Goal of the exercise
Pull out each line in the records below that contains the word "flower", and copy those lines in full.

________________________________________

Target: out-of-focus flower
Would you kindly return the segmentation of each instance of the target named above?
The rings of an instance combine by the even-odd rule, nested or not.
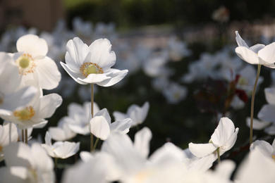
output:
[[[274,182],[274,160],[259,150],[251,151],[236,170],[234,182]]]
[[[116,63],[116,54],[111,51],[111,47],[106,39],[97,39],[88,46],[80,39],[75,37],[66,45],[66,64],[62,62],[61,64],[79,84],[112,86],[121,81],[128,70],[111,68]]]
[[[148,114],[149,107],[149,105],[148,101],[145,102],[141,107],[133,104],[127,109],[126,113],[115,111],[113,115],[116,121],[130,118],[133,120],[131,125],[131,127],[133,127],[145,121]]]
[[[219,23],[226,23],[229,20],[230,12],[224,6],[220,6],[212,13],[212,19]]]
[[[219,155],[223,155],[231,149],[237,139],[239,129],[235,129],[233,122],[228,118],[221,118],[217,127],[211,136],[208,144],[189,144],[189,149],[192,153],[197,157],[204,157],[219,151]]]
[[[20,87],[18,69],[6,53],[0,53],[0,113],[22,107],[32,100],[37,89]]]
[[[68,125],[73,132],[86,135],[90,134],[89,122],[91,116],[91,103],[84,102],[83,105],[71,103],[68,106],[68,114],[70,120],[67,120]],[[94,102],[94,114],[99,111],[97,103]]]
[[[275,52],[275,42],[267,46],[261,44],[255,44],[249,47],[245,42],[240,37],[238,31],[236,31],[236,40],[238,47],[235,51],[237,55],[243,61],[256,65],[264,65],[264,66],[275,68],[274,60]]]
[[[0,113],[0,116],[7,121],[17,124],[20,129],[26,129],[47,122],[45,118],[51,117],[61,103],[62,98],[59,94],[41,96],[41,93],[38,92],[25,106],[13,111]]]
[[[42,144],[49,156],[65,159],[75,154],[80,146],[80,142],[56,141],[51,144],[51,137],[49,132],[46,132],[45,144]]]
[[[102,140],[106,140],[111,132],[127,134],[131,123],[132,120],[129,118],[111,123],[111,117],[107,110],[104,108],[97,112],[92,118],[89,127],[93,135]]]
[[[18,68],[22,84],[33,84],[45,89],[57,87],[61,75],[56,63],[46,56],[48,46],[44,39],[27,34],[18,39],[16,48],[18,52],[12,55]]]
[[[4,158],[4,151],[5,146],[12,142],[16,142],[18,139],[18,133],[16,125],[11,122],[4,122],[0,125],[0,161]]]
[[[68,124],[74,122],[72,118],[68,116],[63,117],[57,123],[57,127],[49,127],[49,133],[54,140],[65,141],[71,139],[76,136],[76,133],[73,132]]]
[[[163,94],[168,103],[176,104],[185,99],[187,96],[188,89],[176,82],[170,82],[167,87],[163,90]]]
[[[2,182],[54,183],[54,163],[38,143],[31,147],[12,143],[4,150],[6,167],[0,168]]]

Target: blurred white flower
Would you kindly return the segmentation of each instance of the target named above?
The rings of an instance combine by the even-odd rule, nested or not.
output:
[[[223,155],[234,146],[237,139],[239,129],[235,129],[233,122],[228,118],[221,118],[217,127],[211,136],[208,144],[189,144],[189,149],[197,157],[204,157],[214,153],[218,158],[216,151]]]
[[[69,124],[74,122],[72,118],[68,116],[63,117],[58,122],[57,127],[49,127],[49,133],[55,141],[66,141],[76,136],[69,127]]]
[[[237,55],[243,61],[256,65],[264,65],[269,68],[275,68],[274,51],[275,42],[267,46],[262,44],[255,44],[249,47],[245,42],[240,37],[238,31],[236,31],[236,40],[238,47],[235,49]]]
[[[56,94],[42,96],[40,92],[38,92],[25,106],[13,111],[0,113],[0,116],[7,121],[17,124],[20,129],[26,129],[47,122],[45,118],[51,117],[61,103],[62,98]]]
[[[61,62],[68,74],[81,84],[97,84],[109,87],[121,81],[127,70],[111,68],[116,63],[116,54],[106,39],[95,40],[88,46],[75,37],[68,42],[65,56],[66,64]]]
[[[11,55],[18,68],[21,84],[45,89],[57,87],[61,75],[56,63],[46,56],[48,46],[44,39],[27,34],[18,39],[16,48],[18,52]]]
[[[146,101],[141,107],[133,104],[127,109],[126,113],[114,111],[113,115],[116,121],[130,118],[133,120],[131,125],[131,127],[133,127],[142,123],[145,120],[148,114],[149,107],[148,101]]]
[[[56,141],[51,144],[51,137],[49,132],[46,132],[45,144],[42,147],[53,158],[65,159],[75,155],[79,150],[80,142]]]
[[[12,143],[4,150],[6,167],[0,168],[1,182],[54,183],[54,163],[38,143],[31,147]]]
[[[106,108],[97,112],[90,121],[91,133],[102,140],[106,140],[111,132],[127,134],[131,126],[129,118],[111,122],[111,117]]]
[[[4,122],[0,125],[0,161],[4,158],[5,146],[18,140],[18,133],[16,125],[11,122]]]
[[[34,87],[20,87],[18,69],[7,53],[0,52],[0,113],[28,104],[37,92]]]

________________________________________

The completed task
Target: out-of-focus flower
Target: blurred white flower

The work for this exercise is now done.